» EXTRACTED INFORMATION:
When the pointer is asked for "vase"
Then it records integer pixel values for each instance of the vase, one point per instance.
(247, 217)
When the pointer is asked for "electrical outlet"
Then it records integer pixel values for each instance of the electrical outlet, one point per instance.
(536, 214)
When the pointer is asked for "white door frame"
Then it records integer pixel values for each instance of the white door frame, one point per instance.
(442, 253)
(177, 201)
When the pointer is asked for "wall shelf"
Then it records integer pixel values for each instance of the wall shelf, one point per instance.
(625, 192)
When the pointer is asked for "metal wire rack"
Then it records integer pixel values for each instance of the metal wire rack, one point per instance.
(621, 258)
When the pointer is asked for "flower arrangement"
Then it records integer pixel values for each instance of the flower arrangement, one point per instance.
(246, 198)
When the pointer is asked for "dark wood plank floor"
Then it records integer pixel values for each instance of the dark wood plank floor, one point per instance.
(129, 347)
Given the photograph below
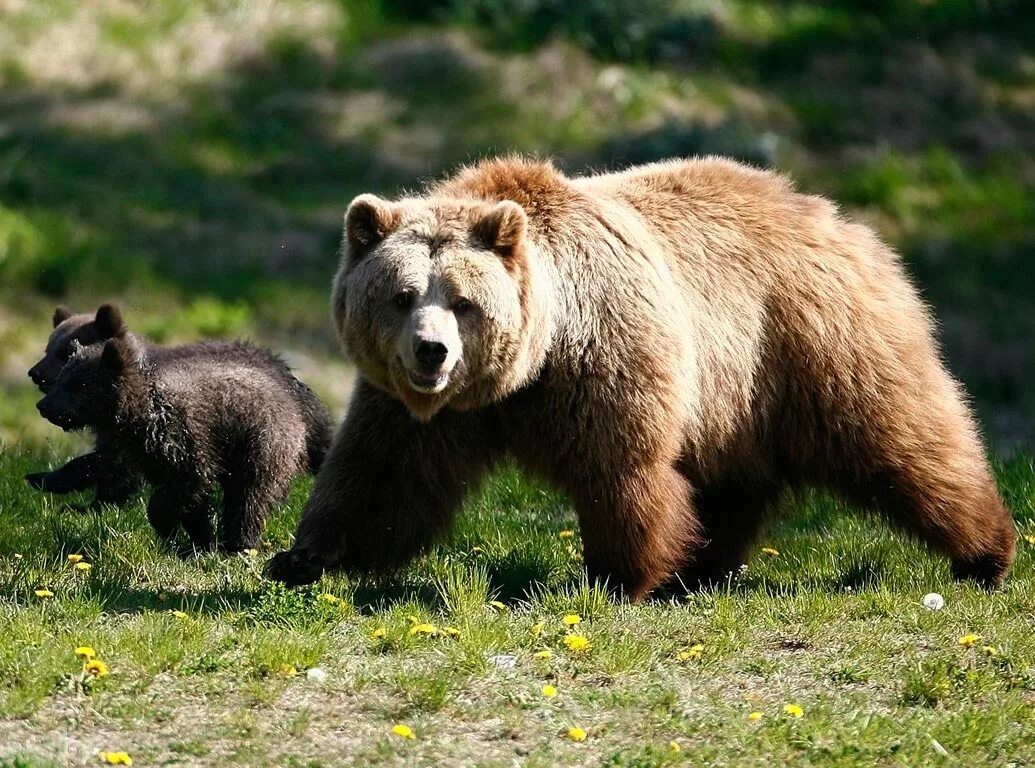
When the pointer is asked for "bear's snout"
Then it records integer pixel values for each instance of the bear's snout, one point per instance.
(430, 354)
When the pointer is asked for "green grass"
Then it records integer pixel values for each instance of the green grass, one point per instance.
(208, 661)
(193, 160)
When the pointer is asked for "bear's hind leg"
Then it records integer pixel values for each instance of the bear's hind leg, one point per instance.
(639, 531)
(731, 518)
(960, 517)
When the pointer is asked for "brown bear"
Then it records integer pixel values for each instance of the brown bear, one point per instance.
(104, 469)
(195, 417)
(673, 346)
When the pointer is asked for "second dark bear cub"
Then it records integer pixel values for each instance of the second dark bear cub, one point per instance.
(195, 417)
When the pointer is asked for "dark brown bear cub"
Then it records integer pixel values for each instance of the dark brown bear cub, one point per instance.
(104, 469)
(214, 413)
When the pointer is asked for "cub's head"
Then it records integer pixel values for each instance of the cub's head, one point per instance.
(90, 387)
(441, 302)
(84, 329)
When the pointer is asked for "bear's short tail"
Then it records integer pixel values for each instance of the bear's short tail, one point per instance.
(319, 431)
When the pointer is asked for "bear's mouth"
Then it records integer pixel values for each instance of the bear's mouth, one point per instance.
(429, 383)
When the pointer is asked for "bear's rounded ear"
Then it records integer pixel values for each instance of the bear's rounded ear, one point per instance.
(61, 315)
(108, 322)
(114, 355)
(368, 220)
(502, 227)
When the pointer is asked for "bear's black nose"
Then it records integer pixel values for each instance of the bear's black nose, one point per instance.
(431, 354)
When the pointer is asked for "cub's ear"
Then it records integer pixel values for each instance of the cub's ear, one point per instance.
(61, 315)
(109, 322)
(114, 355)
(368, 220)
(502, 227)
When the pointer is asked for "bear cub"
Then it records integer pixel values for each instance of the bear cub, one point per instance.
(195, 417)
(104, 469)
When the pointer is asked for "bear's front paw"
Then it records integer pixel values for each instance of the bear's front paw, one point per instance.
(37, 479)
(294, 567)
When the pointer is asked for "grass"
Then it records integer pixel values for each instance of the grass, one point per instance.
(209, 662)
(193, 159)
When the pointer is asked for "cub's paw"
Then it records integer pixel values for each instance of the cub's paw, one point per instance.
(294, 567)
(37, 479)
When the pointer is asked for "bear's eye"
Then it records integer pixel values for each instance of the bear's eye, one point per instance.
(462, 306)
(404, 299)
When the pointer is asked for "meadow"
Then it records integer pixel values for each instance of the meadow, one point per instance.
(191, 159)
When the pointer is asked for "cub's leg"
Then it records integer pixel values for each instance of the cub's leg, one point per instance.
(248, 492)
(639, 528)
(78, 474)
(389, 486)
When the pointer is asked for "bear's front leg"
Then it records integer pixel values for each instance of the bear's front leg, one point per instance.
(389, 486)
(78, 474)
(639, 528)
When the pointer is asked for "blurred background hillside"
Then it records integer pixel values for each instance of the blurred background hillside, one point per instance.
(193, 159)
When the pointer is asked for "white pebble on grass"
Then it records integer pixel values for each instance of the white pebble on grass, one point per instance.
(934, 601)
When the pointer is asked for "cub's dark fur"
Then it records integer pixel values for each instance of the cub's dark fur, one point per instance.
(105, 469)
(194, 417)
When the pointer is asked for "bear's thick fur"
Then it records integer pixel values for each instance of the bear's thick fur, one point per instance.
(110, 474)
(673, 346)
(194, 417)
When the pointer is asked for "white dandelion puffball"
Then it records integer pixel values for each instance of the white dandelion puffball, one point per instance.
(934, 601)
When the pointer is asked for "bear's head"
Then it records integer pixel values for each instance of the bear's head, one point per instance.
(83, 329)
(91, 387)
(440, 301)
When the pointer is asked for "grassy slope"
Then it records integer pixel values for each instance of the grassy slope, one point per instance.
(831, 623)
(194, 160)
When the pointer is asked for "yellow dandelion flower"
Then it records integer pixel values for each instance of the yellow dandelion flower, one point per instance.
(404, 732)
(690, 653)
(95, 668)
(116, 758)
(575, 643)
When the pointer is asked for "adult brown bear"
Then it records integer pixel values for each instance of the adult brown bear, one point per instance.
(673, 346)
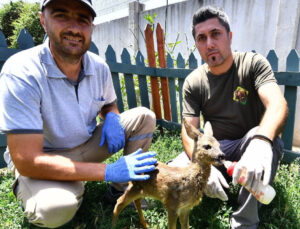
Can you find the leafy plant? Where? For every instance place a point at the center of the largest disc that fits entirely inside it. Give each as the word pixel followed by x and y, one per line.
pixel 95 212
pixel 8 14
pixel 30 20
pixel 15 16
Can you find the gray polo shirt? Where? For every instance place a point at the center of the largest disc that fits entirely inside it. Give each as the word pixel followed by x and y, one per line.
pixel 36 97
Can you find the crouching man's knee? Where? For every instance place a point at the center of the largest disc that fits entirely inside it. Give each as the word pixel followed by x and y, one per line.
pixel 49 203
pixel 52 213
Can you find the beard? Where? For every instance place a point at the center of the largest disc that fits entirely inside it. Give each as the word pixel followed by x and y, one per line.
pixel 68 50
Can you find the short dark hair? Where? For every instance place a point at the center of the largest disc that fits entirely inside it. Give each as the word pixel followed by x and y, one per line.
pixel 208 12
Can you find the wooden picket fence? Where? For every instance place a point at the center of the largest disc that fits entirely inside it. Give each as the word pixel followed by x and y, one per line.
pixel 139 85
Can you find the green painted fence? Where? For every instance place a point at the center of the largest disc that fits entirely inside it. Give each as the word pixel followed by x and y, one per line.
pixel 132 86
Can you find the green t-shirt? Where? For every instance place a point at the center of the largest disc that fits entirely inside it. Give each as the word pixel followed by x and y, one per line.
pixel 229 101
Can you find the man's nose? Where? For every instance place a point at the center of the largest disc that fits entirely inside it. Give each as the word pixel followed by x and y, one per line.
pixel 210 43
pixel 74 25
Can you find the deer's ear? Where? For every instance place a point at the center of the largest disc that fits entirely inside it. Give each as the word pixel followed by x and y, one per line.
pixel 208 129
pixel 191 131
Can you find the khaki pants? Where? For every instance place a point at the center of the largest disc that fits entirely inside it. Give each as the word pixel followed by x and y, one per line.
pixel 54 203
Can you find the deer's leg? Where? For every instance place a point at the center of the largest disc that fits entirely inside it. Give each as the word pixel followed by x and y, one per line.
pixel 172 219
pixel 130 195
pixel 184 219
pixel 138 206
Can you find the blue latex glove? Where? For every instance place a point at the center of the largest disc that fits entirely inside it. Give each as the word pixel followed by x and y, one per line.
pixel 130 167
pixel 113 133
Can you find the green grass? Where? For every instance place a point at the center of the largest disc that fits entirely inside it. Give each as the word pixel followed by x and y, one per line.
pixel 282 213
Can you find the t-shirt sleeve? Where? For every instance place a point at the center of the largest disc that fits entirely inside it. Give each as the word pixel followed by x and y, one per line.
pixel 191 101
pixel 19 106
pixel 262 71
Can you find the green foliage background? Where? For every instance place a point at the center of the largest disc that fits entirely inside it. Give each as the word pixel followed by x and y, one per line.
pixel 15 16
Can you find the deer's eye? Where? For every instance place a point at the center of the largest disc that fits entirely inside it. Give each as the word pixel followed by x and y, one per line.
pixel 207 147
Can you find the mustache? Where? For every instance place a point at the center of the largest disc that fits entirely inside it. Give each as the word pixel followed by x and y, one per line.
pixel 72 34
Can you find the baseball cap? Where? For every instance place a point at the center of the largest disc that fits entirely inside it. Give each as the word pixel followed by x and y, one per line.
pixel 88 3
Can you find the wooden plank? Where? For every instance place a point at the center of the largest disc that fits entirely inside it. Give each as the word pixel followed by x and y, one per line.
pixel 172 91
pixel 129 83
pixel 273 60
pixel 193 64
pixel 149 71
pixel 110 56
pixel 290 156
pixel 3 42
pixel 5 53
pixel 3 144
pixel 152 63
pixel 290 94
pixel 142 81
pixel 94 48
pixel 180 64
pixel 163 80
pixel 288 78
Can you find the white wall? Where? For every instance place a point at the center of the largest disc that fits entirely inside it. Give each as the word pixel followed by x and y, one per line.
pixel 258 25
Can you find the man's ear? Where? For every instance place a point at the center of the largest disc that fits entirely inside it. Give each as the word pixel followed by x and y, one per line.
pixel 42 20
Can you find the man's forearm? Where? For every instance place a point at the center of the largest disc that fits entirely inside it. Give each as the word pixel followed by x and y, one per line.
pixel 56 167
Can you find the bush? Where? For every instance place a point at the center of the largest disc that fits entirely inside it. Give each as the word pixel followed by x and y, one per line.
pixel 18 15
pixel 8 14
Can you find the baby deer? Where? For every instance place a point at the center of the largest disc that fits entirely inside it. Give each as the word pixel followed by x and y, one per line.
pixel 179 189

» TASK REQUIREMENTS: An exact copy of the lines from the one containing "Can you find the wooden plank?" through the last line of the material, both included, is to be printed, and nothing else.

» TASK OUTPUT:
Can you find the wooden plank? Where? For every instance place a point at the center of the largest disc that fits entirely inside it. Give each as the word pixel followed by x and y, one per line.
pixel 172 91
pixel 129 83
pixel 273 60
pixel 193 64
pixel 149 71
pixel 110 56
pixel 290 156
pixel 3 42
pixel 5 53
pixel 3 144
pixel 152 63
pixel 290 94
pixel 142 81
pixel 94 48
pixel 180 64
pixel 163 80
pixel 288 78
Can you find the white wall? Where? For every instance place a point at the center of the largest disc that fits entirely inside it. Give each as the word pixel followed by x and y, one per line.
pixel 258 25
Can you find the man's ear? Where? For every instance place a point at the center of the largest disc that fits entirely inside it. Give each as the word pixel followed by x and y, one per line.
pixel 42 20
Can you find the man's forearm? Where? For every instance place a point at the center of the largest disc that fits entirely inside it. Give each as the word pixel followed by x and y, one per line.
pixel 56 167
Can you find the bush? Where? For every instance place a point at the center of the largest disc that fits entirely inside it. Give each as the word pixel followed by x and y, one per line.
pixel 18 15
pixel 8 14
Can you find the baby deer? Where? For every instance place a point at the center of the largest disc that fits entirely inside it. Give each as the word pixel followed by x and y, one per line.
pixel 179 189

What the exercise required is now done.